PASSAGE FOR REVIEW:
⟨

Although "The Partridge Family" was based on the family playing in a band, most of the actors could not play their instruments on the show. They had to fake it to look convincing enough for viewers to believe that they were really playing. David Cassidy could actually play guitar.
David Cassidy dropped the squeaky clean image of his Partridge persona Keith and gave a provocative interview to Rolling Stone magazine in 1972. He even appeared nude on the cover – tastefully of course, but controversial at the time.
Shirley Jones was the star of the TV show, but she had a very successful musical career before "The Partridge Family," including Broadway. She starred in several popular musicals, including "Oklahoma," "Carousel" and "South Pacific."
This David Cassidy song is about walking around, looking for true love. But did you know that If you walk every street in New York City, there are over 8,000 miles to tread? The 2018 documentary called "The World Before Your Feet" follows Matt Green, a man who did just that.
This popular Partridge Family love song may cause tears, but when you cry it clears out your tear ducts and sinuses. The reason your nose usually runs is that your tears drip back into your nasal passages, mixing with mucus, then running out your nostrils as snot.
This Partridge Family song might have been about true love, but Shirley Jones was married twice. She had three more sons with David's dad, actor Jack Cassidy. Shaun, Patrick and Ryan Cassidy all have successful music or acting careers, thanks to the creative and talented genes of their parents.

⟩

Continue the Partridge Family trivia text, picking up after its final sentence. The entries have no connection to the Partridge Family trivia.

Extracted data entries:
⟨

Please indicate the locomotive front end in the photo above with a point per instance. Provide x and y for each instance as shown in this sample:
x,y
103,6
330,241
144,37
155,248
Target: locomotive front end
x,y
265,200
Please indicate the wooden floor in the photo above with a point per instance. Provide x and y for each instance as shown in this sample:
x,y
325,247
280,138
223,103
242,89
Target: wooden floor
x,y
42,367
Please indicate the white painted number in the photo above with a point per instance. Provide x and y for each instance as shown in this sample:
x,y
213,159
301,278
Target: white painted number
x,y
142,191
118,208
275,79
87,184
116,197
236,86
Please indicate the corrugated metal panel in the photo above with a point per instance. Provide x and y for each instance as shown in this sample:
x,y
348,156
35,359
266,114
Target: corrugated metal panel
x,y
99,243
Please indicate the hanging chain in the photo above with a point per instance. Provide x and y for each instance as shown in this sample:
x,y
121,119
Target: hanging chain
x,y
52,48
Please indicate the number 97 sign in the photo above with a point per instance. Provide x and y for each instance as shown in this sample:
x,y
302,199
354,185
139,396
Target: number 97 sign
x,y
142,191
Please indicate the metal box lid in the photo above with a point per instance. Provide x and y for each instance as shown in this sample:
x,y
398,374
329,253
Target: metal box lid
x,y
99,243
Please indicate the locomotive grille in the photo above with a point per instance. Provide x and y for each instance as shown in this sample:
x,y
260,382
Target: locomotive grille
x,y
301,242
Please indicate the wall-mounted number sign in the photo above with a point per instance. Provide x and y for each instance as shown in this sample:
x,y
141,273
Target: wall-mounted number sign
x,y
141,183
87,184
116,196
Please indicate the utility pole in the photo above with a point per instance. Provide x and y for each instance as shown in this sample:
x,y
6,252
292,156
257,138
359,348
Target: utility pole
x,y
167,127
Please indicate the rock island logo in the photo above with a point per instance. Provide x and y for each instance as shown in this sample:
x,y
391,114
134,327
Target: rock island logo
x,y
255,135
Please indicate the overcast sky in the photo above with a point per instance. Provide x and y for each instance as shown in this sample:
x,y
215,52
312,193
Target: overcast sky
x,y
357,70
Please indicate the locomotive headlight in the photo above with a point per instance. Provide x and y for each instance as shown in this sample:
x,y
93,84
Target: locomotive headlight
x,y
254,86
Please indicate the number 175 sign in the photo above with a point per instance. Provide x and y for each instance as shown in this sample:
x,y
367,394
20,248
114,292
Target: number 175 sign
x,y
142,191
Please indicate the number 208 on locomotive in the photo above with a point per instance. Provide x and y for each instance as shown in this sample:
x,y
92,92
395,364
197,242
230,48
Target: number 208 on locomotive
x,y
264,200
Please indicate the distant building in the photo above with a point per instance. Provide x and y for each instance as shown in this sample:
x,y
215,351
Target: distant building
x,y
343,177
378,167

⟩

RESULT:
Shirley Jones was first offered the role of Carol Brady in "The Brady Bunch," but she turned it down. She happily took the leading role as the matriarch in "The Partridge Family," a leading role where she could really show off her singing chops and play a mother with a career.
Susan Dey played Laurie Partridge and had a huge crush on her on-screen brother, David Cassidy. Unfortunately, the teenage heartthrob didn't return her feelings. They went on to marry other people and have families of their own.
"The Partridge Family," a Sony production, aired 96 episodes, and the on-screen actors recorded eight studio albums. That's a lot of rehearsals for young kids – learning and performing songs, dancing and acting in that short four-year run.
Susan Dey played the role of Laurie Partridge, but she began her career as a teen model. She was offered the role of Sandy in "Grease" but turned it down. She went on to star in several TV movies and films, and most notably had a leading role on "L.A. Law" for several years.
Susan Dey not only enjoyed being in front of the camera but also behind the camera; she tried her hand at producing. In 1989 she co-produced the TV movie "I Love You Perfect," and another TV movie called "Love, Lies & Lullabies" in 1993.
Danny Bonaduce was possibly the most notorious of all the "Partridge Family" cast members; he continues to act today but started his acting career as a child star at only seven years old. He has more than 50 acting credits, including TV series, guest starring roles, voice over work and feature films.
David Cassidy was married and divorced three times, and he fathered two talented children, Katie and Beau Cassidy. As adults, they have created successful acting and singing careers to carry on the prolific Cassidy name in Hollywood lights.
Unfortunately, after years of alcohol abuse, David Cassidy died of liver and kidney failure in 2017 at the relatively young age of 67. He was on a liver transplant list but he fell into a coma, and a donor liver didn't come through in time to save his life.
David Cassidy authored two autobiographical books that told about his life as a Partridge and his life after the show. The first book was published in 1994, called "C'mon, Get Happy: Fear and Loathing on the Partridge Family Bus," and then in 2007 he wrote "Could It Be Forever?: My Story."